## Problem
Count the rows in the items below that contain the string "line". Reply with the number alone.

## Source records
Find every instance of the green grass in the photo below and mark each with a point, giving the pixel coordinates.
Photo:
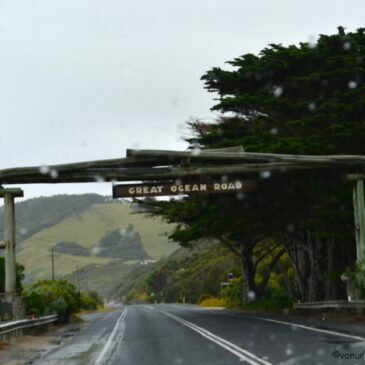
(87, 229)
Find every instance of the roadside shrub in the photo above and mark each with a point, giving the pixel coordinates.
(90, 300)
(47, 297)
(213, 302)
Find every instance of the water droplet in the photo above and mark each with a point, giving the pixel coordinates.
(251, 295)
(290, 228)
(265, 174)
(311, 106)
(95, 250)
(53, 173)
(352, 84)
(44, 169)
(23, 231)
(99, 178)
(347, 46)
(196, 151)
(277, 91)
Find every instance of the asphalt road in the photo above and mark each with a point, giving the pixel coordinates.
(172, 334)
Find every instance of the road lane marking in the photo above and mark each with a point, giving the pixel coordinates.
(310, 328)
(241, 353)
(108, 343)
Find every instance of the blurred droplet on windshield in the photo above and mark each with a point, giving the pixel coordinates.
(44, 169)
(311, 106)
(265, 174)
(352, 84)
(251, 295)
(99, 178)
(347, 46)
(277, 91)
(23, 231)
(196, 151)
(53, 173)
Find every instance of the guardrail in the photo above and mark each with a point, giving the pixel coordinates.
(332, 304)
(22, 326)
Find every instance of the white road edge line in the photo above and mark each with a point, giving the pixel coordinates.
(310, 328)
(242, 354)
(108, 343)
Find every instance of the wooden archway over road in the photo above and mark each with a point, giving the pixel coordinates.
(167, 167)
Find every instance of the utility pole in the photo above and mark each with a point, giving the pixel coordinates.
(52, 255)
(78, 277)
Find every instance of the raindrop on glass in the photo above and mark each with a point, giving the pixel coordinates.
(44, 169)
(277, 91)
(99, 178)
(311, 106)
(352, 84)
(53, 173)
(251, 295)
(346, 46)
(196, 151)
(265, 174)
(23, 231)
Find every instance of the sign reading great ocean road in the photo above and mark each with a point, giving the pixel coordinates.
(183, 188)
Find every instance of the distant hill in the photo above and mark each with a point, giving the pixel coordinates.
(89, 234)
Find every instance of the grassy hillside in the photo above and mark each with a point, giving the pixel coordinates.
(86, 228)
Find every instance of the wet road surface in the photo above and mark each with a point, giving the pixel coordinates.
(176, 334)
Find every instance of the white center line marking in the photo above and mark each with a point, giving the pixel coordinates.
(241, 353)
(310, 328)
(108, 343)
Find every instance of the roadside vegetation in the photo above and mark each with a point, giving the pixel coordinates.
(58, 297)
(196, 277)
(301, 99)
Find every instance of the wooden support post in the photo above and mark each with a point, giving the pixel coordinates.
(9, 236)
(9, 240)
(359, 215)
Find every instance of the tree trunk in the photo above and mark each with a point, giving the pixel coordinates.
(248, 273)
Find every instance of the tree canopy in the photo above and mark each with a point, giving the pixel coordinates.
(299, 99)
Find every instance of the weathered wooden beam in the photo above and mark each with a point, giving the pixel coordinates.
(359, 216)
(160, 173)
(249, 157)
(355, 177)
(78, 166)
(17, 193)
(9, 238)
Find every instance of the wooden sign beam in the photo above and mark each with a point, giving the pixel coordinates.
(183, 188)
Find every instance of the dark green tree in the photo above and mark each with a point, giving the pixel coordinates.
(19, 276)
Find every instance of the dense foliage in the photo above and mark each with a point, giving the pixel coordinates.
(197, 276)
(60, 297)
(305, 99)
(19, 276)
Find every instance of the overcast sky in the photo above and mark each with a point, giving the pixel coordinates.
(86, 79)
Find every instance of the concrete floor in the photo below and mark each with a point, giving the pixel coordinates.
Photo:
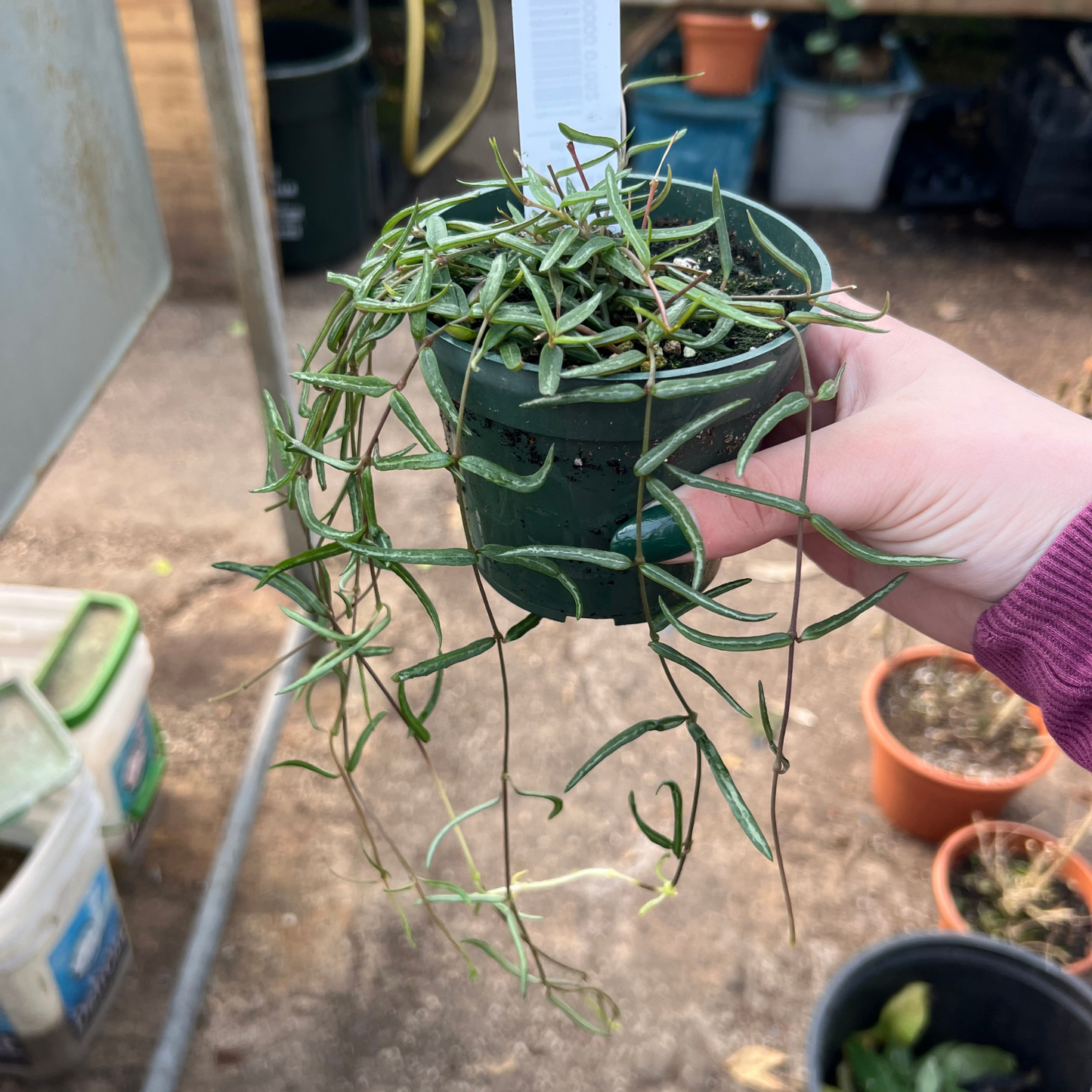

## Response for this exercise
2